_Supplied material_
________________

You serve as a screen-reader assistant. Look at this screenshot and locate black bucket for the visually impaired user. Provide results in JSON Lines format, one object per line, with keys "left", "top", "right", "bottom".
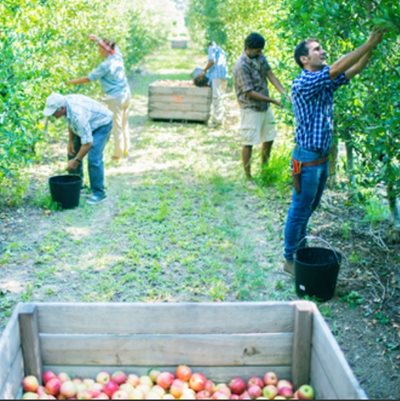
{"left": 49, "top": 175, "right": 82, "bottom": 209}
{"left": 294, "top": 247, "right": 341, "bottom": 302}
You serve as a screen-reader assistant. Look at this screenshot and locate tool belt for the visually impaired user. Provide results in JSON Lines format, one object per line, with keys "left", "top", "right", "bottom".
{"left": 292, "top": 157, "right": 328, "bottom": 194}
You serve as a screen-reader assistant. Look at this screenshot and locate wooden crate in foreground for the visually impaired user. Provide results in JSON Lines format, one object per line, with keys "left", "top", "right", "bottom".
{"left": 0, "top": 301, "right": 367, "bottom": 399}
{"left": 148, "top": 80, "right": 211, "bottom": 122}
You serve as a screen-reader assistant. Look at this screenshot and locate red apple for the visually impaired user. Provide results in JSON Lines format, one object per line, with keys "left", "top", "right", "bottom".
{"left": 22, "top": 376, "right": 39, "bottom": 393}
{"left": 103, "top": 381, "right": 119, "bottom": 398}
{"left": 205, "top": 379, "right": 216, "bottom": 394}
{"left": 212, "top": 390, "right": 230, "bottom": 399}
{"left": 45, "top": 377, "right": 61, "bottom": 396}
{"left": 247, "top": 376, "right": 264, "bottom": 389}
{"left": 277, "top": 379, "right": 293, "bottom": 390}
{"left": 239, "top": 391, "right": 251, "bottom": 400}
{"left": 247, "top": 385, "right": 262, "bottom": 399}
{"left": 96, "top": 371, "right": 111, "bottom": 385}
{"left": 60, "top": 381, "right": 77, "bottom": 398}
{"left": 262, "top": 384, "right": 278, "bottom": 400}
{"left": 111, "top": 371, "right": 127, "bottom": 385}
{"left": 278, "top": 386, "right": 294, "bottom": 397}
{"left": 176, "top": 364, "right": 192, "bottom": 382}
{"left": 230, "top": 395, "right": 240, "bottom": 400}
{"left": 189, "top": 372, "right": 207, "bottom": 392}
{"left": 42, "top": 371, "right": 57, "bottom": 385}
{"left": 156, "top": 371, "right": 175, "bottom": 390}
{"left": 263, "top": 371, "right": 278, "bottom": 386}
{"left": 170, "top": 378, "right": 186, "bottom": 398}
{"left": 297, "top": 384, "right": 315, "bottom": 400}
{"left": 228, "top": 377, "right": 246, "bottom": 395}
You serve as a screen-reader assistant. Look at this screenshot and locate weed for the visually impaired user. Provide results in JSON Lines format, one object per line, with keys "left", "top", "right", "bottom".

________________

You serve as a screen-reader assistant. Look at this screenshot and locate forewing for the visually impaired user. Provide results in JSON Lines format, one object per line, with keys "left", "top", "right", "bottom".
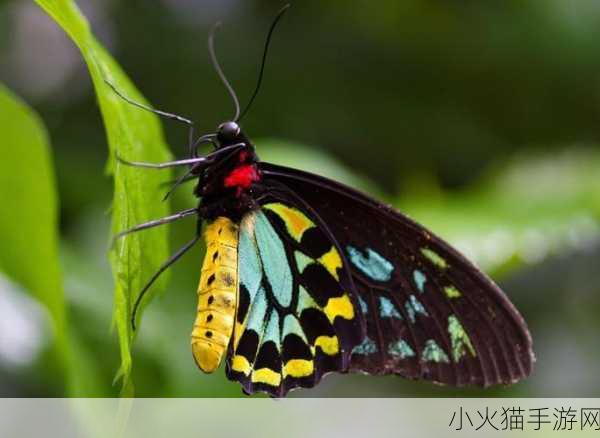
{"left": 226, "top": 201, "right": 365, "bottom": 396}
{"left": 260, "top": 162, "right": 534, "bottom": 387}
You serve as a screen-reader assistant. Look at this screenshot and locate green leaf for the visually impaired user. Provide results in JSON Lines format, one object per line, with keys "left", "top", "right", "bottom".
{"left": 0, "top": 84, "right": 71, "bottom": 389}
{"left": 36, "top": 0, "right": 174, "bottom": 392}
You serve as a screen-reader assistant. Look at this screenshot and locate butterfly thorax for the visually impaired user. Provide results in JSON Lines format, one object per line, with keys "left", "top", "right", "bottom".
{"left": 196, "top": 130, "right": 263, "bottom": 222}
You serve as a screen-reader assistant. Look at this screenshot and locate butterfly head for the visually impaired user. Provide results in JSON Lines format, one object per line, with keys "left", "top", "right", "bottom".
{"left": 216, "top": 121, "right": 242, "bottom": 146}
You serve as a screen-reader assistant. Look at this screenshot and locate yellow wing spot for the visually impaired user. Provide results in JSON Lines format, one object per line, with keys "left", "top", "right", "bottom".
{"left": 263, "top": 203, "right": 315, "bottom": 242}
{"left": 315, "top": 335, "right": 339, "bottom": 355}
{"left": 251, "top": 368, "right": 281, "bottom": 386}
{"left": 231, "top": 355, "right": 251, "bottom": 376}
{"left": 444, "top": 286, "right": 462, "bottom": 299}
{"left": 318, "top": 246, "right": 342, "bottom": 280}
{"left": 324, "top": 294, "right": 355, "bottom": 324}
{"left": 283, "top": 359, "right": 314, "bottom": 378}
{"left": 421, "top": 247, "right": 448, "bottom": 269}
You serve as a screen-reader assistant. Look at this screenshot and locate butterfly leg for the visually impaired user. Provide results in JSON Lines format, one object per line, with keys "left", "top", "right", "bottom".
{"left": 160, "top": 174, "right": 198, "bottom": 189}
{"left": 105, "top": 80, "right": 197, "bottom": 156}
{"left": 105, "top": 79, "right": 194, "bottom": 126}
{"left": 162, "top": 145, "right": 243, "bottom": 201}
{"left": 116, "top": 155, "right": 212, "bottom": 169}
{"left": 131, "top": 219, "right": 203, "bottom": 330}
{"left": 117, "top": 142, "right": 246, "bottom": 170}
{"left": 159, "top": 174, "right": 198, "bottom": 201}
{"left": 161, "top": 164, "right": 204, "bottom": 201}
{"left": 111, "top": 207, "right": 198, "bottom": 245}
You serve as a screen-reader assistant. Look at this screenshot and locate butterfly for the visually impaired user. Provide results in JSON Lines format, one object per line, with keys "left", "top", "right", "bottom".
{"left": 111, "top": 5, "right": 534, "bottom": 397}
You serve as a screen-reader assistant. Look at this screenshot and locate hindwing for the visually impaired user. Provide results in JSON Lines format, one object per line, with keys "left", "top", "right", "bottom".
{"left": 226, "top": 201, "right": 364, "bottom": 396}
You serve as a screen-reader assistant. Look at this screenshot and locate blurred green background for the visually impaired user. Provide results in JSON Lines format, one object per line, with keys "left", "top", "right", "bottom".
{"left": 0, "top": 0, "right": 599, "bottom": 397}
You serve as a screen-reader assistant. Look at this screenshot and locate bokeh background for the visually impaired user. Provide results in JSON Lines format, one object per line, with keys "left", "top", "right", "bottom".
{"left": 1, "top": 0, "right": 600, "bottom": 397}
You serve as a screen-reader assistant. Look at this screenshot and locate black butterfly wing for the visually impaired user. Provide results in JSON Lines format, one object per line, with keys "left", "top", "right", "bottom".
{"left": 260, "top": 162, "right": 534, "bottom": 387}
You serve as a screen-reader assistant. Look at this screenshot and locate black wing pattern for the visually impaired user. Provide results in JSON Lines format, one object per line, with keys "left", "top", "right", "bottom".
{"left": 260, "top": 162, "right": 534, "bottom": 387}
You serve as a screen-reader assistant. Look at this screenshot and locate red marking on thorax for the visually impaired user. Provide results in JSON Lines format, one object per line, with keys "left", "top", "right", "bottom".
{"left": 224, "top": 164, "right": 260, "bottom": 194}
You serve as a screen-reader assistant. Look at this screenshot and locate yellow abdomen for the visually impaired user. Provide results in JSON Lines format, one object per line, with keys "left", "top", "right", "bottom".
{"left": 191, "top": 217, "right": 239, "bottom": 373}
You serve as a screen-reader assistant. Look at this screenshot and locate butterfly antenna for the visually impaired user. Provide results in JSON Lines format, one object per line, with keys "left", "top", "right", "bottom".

________________

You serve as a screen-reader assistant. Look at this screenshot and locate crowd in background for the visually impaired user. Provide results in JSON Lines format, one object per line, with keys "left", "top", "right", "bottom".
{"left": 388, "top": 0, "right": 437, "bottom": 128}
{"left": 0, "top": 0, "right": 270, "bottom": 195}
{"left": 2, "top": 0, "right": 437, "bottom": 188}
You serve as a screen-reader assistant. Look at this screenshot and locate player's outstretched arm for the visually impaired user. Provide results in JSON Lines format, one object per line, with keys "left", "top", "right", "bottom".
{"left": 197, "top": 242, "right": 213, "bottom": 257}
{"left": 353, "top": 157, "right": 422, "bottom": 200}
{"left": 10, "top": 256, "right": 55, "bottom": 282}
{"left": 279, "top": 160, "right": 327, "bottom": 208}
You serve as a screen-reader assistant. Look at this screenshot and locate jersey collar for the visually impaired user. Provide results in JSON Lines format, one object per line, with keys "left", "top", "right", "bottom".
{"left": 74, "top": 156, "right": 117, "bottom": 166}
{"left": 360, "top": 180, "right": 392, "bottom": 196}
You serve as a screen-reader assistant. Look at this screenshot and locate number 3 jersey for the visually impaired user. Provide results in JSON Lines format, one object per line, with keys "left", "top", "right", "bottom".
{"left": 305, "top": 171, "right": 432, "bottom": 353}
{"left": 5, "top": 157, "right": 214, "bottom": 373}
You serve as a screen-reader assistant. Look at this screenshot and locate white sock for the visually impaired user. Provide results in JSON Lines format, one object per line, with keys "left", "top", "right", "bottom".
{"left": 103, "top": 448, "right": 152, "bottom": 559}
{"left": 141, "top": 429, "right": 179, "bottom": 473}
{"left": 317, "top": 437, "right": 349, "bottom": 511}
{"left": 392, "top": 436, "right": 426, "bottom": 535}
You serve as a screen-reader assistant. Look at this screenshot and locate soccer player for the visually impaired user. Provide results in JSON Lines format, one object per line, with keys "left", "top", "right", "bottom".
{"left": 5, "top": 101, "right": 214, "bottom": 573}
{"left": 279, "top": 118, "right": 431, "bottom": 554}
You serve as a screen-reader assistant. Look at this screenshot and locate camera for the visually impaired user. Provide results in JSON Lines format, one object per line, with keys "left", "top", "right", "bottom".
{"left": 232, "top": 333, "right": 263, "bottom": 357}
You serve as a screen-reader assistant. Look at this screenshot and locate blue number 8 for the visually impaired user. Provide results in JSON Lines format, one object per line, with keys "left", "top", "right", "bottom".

________________

Above this instruction are the records; retype exactly the lines from the one containing "locate yellow abdomen" up to and including the one containing "locate butterfly antenna".

You serve as a screen-reader assistant. Look at this screenshot and locate yellow abdomen for the visually impaired user. Provide results in JSON Lines format, one object per line, with keys "left", "top", "right", "bottom".
{"left": 191, "top": 217, "right": 239, "bottom": 373}
You serve as a screen-reader assistant. Look at this screenshot and locate butterfly antenna for the visually impaired user. Provide results in JSON Lines format, one object per line, with keys "left", "top", "right", "bottom".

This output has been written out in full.